▶ [What the exercise asks] Pull out everything from the line containing "One pin marks each instance of the sandy slope." down to the last line, and copy those lines word for word. Leave the pictures out.

▶ [Material for the task]
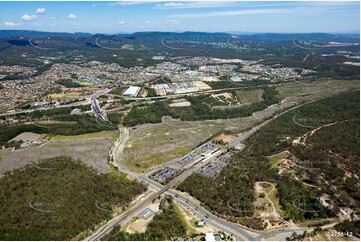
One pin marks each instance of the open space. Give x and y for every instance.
(152, 145)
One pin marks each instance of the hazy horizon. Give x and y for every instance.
(180, 16)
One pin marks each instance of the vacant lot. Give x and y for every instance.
(246, 97)
(93, 152)
(236, 99)
(98, 135)
(151, 145)
(303, 92)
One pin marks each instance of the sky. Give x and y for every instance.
(178, 16)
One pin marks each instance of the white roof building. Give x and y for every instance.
(132, 91)
(210, 237)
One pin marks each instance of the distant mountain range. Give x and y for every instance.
(186, 35)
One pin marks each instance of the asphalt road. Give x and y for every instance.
(240, 233)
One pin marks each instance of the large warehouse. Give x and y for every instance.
(132, 91)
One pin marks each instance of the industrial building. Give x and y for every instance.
(132, 91)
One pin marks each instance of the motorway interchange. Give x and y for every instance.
(193, 163)
(239, 233)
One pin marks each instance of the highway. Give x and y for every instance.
(95, 104)
(134, 211)
(239, 232)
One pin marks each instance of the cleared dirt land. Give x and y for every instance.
(151, 145)
(93, 152)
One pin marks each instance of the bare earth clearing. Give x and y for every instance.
(93, 152)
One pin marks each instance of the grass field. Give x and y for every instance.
(249, 96)
(277, 158)
(240, 98)
(93, 152)
(98, 135)
(151, 145)
(69, 95)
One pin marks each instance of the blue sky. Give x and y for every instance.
(226, 16)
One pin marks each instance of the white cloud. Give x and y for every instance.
(52, 17)
(29, 17)
(40, 10)
(11, 24)
(178, 5)
(72, 16)
(234, 13)
(125, 3)
(173, 21)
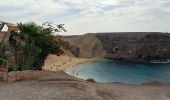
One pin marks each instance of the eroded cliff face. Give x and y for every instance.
(134, 46)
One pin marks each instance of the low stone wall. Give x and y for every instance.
(21, 75)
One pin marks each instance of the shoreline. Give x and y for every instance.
(64, 62)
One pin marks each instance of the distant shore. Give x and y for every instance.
(63, 62)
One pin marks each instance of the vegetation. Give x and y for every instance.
(36, 42)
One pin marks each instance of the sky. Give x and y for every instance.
(91, 16)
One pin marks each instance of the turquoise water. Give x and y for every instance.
(123, 72)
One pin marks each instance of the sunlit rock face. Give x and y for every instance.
(134, 46)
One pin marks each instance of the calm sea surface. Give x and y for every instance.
(114, 71)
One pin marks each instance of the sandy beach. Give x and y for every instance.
(53, 85)
(63, 62)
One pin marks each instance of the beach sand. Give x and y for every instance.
(55, 85)
(62, 62)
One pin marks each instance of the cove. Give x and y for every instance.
(124, 72)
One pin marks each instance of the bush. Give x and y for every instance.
(91, 80)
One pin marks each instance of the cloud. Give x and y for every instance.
(143, 15)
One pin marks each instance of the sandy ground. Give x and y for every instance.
(58, 63)
(61, 86)
(57, 85)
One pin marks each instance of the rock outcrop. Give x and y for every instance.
(133, 46)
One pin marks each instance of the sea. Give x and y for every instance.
(113, 71)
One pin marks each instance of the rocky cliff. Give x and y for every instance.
(133, 46)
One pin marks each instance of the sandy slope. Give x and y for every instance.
(62, 62)
(60, 86)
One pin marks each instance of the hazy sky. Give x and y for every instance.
(82, 16)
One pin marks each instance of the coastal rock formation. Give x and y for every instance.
(132, 46)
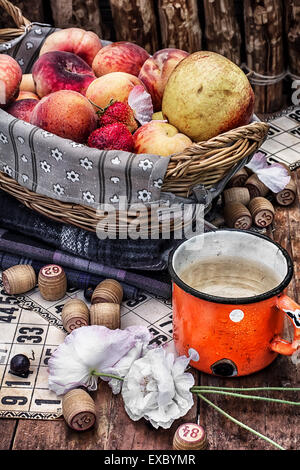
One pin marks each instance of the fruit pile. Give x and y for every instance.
(119, 97)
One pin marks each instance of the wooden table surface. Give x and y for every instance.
(114, 430)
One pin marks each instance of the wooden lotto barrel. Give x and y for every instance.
(288, 196)
(108, 291)
(79, 410)
(106, 314)
(19, 279)
(75, 314)
(52, 282)
(237, 216)
(190, 436)
(262, 212)
(236, 194)
(256, 187)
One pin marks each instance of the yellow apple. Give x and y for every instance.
(207, 95)
(159, 138)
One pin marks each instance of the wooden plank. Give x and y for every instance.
(222, 31)
(135, 21)
(179, 24)
(7, 430)
(264, 50)
(77, 13)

▶ [Expected answer]
One pin marks each instance of the sandy slope. Give x and y for every instance.
(62, 62)
(60, 86)
One pin marks each instance of the hazy sky. Give x and y for every instance.
(82, 16)
One pin marks each instance of the coastal rock formation. Give x and y for every instance.
(132, 46)
One pin marks each instance of the fruit pile. Give x and y for every instance.
(119, 97)
One pin marks each instance of the wooden table surface. Give x and y for every instance.
(114, 430)
One pin marks each instance of the wooden lotto barrel. Give x and y for every instance.
(288, 196)
(108, 291)
(79, 410)
(106, 314)
(19, 279)
(75, 314)
(52, 282)
(237, 216)
(190, 436)
(262, 212)
(236, 194)
(256, 187)
One pin marks each instance of the yellow apple. Give x and y for every instance.
(207, 95)
(159, 138)
One pin marks each instance of the wooden plank. Give x and y for every instance.
(222, 31)
(135, 21)
(179, 24)
(7, 430)
(264, 50)
(77, 13)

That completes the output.